__PROBLEM__.
Carry over the part of the lines below that opens with the line containing "Mark the dark" and closes with the final line, both included. Keep the requests unchanged, and add -84 to every coordinate in the answers.
---------- ENTRIES SUPPLIED
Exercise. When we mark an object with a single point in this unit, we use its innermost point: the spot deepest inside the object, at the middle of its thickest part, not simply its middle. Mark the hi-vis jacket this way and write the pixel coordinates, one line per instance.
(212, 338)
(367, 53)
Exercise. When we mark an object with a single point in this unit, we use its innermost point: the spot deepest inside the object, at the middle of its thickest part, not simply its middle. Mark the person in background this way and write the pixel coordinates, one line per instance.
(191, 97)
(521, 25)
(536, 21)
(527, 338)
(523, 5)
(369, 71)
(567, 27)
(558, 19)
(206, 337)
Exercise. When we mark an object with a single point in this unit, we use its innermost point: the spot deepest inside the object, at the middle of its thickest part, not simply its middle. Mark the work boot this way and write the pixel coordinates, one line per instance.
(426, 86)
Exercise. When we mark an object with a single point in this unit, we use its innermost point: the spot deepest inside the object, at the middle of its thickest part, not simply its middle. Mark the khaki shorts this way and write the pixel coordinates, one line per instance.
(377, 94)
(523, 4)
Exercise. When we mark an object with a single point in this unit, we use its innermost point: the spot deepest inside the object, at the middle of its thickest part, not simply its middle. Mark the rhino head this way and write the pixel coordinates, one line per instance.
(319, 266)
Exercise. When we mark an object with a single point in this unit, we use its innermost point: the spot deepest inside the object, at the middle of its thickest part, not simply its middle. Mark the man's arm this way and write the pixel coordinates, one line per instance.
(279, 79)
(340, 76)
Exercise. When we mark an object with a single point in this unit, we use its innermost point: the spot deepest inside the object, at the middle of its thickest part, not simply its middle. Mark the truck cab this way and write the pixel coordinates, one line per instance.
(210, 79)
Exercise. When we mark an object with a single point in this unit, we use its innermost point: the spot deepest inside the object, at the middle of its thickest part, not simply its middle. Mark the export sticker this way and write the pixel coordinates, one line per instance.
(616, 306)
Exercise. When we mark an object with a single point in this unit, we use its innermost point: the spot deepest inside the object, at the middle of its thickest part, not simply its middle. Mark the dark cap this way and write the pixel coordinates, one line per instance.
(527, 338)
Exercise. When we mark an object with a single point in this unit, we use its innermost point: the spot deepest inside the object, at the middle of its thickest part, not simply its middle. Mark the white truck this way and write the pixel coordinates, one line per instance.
--------------------
__ANSWER TO THE PROBLEM__.
Exercise. When we mark an object with a single point in this unit, we use its innermost point: the spot deepest inside the object, at the middle of its thickest part, not simply its middle. Mark the dark cap this way and write the pixel coordinates, one line per instance.
(443, 254)
Exercise. When we mark an object with a single point in this unit, we use its innermost point: the spot deepest inside the object, at the middle of its thickest part, not simply its middle. Mark the white truck this way and write the pixel coordinates, one line per instance.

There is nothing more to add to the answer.